• [What you need to do]:
Please reproduce every line of the records below without changing anything.
########
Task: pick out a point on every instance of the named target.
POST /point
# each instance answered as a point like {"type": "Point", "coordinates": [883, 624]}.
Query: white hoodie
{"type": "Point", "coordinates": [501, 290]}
########
• [Solution for this problem]:
Task: pick out a point on every instance of the named target.
POST /point
# each instance answered as a point like {"type": "Point", "coordinates": [883, 624]}.
Query: white hoodie
{"type": "Point", "coordinates": [501, 290]}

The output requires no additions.